Quote from the first line below through the line that contains "point: one pixel per instance, each like <point>467,715</point>.", both included, and leave the pictures out.

##### THE DATA #####

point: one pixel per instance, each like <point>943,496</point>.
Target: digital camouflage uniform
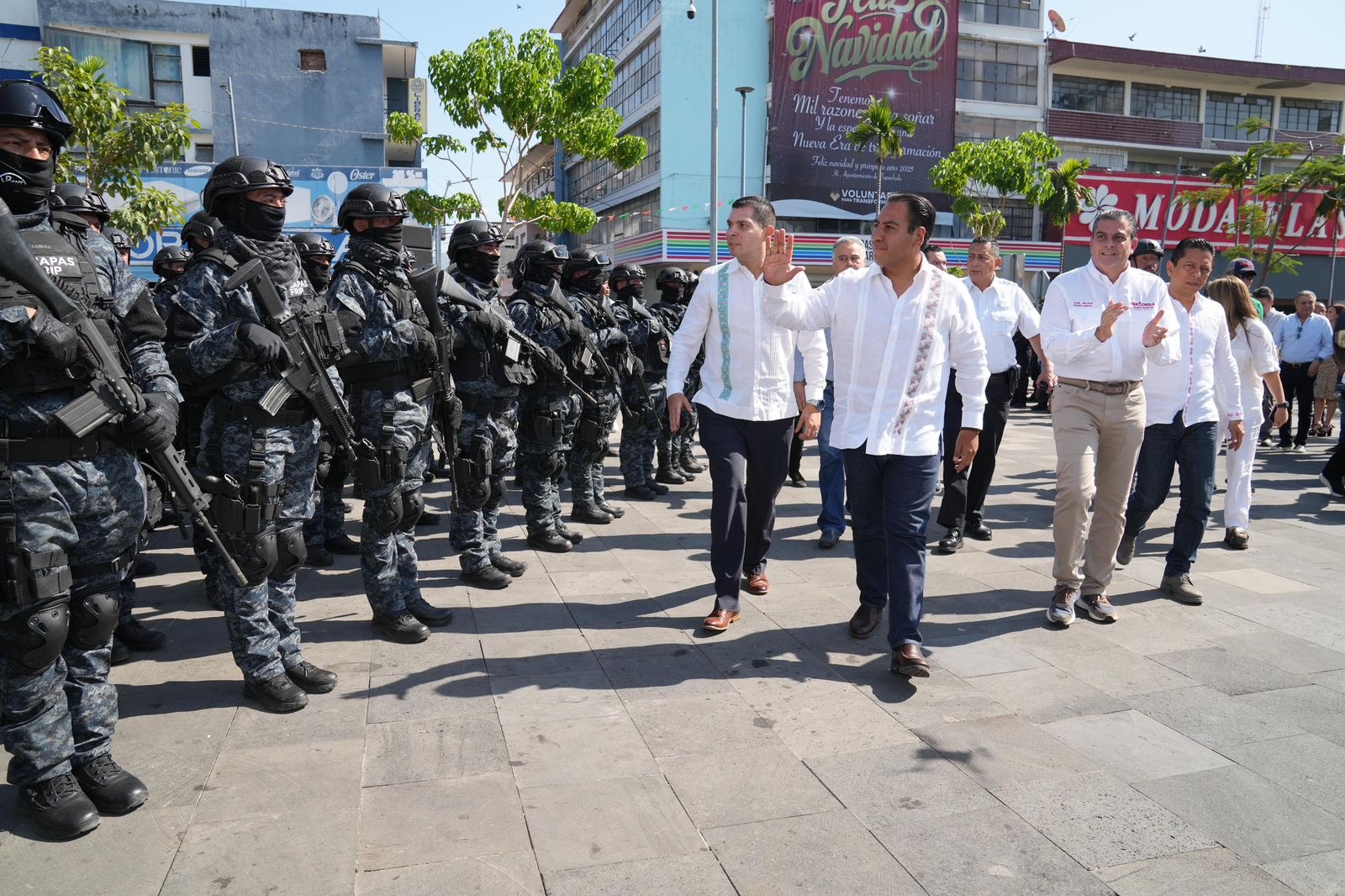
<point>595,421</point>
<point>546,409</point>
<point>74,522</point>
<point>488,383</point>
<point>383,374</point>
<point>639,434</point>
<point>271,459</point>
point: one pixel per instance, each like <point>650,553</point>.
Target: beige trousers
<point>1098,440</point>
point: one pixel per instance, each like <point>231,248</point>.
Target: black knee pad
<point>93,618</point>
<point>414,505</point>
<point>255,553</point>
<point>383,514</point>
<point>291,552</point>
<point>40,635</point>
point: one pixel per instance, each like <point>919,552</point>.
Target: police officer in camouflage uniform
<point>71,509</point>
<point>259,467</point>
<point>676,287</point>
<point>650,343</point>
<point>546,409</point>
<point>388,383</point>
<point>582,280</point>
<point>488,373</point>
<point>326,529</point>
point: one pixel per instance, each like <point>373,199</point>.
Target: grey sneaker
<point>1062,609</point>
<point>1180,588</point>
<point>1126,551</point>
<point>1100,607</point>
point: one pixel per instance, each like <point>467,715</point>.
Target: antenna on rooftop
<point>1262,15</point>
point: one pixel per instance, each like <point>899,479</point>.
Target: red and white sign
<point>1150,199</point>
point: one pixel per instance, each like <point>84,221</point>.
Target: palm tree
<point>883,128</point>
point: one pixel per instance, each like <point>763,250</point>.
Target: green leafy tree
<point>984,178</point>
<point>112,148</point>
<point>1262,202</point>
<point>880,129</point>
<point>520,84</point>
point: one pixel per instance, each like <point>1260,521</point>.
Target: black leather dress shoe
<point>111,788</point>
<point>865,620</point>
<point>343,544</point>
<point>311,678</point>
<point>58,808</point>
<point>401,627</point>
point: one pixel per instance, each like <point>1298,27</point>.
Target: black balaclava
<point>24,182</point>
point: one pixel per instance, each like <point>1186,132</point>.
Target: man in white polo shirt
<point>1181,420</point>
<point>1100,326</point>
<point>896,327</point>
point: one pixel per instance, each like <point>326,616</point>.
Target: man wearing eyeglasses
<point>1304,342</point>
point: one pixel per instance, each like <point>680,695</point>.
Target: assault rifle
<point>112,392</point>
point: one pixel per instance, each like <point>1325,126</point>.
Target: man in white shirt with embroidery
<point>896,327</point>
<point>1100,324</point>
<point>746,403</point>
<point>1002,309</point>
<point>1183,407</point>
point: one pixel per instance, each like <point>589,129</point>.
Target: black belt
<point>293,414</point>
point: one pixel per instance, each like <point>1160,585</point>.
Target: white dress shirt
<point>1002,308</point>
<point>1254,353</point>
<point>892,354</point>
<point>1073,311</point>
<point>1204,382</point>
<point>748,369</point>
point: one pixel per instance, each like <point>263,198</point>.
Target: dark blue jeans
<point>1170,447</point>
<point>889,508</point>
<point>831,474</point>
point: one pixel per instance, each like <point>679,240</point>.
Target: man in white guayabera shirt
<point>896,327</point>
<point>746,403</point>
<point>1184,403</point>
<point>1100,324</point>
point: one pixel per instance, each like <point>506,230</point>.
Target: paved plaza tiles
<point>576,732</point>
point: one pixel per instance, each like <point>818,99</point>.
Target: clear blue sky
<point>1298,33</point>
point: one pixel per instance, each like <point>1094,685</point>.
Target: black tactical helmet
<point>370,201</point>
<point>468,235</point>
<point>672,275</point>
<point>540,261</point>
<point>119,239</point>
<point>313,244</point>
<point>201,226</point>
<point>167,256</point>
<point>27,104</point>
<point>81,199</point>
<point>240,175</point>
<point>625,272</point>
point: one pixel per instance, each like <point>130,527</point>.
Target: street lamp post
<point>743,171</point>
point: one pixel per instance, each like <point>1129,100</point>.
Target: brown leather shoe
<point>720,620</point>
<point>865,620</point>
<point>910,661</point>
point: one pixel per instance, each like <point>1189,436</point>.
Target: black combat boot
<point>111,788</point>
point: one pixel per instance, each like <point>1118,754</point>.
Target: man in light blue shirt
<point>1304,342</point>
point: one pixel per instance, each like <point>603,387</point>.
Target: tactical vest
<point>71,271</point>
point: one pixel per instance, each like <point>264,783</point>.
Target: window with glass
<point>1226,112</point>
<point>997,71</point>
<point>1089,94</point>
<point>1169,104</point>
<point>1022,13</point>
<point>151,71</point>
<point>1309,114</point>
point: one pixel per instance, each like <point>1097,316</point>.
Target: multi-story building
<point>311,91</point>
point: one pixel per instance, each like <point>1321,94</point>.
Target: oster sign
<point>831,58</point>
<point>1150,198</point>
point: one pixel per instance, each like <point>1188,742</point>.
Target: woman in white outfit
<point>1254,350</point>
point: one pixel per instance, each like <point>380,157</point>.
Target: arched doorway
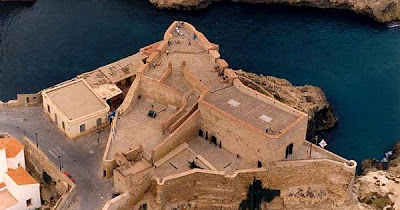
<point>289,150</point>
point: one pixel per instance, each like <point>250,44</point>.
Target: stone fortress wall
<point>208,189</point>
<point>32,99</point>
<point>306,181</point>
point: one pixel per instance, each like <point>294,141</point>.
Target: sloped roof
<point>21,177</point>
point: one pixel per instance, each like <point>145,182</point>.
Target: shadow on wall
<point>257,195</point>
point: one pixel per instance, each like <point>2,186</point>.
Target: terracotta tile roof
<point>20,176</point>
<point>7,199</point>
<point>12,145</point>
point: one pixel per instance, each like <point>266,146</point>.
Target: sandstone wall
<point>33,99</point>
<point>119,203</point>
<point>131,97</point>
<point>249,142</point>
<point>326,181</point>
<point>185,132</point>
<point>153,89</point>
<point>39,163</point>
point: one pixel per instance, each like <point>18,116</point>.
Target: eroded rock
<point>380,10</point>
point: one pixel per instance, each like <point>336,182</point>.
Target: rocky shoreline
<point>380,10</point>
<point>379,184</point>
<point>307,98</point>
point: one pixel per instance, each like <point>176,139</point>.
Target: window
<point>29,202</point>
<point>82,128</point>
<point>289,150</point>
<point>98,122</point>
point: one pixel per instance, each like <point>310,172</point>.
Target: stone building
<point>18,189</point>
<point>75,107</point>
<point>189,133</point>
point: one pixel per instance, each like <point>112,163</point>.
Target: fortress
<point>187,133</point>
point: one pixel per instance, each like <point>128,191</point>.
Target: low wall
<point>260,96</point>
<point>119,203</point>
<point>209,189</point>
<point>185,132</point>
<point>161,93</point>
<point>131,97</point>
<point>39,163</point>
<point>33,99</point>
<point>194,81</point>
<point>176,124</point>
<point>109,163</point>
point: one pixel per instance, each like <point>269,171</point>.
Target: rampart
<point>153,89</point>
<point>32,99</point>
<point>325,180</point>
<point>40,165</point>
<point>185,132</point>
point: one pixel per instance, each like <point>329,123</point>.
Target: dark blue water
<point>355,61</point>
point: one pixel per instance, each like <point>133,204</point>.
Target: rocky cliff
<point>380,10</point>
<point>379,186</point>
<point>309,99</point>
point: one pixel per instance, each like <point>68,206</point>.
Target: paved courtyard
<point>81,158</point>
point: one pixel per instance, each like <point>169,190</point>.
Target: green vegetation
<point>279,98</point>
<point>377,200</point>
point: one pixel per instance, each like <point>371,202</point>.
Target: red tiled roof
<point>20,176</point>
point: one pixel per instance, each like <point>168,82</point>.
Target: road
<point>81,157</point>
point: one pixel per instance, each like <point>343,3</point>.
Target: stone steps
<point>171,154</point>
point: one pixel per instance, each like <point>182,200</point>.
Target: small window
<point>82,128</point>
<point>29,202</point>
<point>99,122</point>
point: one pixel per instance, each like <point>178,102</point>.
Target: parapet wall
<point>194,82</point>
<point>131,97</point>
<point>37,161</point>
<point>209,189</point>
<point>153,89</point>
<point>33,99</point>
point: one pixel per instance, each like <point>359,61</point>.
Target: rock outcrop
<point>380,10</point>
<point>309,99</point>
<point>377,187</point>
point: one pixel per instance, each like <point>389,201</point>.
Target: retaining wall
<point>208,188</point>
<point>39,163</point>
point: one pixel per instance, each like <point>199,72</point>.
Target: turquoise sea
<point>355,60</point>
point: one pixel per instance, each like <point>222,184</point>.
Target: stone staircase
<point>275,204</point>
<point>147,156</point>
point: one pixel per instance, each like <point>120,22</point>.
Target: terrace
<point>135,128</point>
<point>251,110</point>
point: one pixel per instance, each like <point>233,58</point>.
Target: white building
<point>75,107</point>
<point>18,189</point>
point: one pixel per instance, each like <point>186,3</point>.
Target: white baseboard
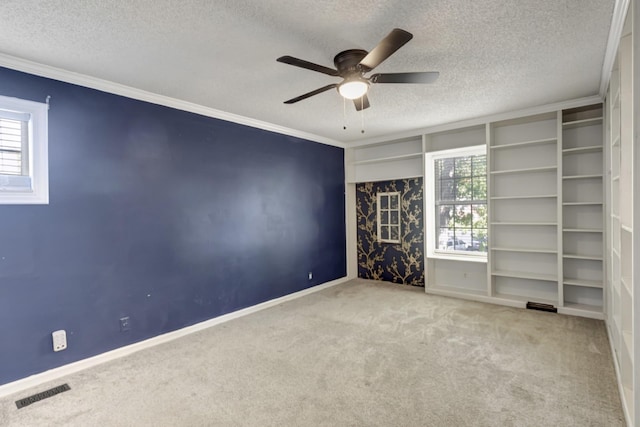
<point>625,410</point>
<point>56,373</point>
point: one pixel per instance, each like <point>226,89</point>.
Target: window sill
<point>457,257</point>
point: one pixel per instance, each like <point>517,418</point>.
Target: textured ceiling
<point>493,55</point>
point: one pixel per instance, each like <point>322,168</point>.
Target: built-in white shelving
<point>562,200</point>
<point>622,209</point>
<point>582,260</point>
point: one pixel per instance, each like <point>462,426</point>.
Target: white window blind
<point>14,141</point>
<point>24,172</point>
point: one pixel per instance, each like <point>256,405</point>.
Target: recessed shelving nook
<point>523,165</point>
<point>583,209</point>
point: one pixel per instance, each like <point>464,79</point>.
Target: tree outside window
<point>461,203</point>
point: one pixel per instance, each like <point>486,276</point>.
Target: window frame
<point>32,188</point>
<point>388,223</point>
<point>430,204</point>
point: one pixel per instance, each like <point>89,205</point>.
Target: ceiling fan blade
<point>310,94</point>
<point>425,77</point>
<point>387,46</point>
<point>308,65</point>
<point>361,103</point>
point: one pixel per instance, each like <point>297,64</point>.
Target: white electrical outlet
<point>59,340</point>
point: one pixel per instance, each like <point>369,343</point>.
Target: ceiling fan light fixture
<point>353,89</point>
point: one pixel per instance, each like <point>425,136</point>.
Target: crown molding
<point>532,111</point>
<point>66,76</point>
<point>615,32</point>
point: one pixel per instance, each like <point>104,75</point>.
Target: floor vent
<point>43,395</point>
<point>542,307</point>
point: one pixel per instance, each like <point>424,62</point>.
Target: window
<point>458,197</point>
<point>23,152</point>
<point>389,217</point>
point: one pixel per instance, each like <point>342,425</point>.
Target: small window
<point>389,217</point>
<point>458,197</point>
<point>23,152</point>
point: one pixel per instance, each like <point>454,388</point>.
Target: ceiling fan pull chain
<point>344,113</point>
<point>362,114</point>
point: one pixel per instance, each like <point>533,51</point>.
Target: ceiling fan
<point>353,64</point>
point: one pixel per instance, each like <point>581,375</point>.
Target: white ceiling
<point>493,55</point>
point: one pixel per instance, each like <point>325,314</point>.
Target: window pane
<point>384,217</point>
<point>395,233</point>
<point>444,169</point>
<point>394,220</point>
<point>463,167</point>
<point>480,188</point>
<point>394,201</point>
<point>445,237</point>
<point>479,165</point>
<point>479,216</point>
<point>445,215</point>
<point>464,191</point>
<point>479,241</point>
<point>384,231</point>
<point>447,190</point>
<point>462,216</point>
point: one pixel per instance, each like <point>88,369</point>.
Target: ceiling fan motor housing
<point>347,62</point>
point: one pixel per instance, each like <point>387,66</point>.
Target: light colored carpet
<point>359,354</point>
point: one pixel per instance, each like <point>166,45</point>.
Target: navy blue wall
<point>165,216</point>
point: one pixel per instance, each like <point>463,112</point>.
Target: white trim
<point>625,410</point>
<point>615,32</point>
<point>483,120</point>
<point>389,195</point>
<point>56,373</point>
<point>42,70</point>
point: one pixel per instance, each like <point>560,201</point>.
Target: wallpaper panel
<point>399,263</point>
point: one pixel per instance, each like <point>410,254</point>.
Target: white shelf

#####

→ **EXERCISE RESPONSE**:
point: one pixel per instance, each like <point>943,496</point>.
Target: digital camouflage uniform
<point>595,421</point>
<point>546,409</point>
<point>74,522</point>
<point>488,383</point>
<point>383,374</point>
<point>639,434</point>
<point>271,459</point>
point: one pixel per instance, each like <point>650,553</point>.
Target: beige trousers
<point>1098,440</point>
point: one pixel per instance, each like <point>231,248</point>.
Target: black knee pad
<point>93,618</point>
<point>414,505</point>
<point>255,553</point>
<point>383,514</point>
<point>291,552</point>
<point>40,635</point>
point: one pixel per instance, each like <point>919,552</point>.
Target: police officer in camouflage uniform
<point>71,509</point>
<point>259,467</point>
<point>676,287</point>
<point>650,343</point>
<point>546,409</point>
<point>388,383</point>
<point>582,280</point>
<point>488,373</point>
<point>326,529</point>
point: one pixel per instance, each like <point>373,199</point>.
Target: grey sneaker
<point>1062,609</point>
<point>1180,588</point>
<point>1126,551</point>
<point>1100,607</point>
point: one pixel per instance, each like <point>467,715</point>.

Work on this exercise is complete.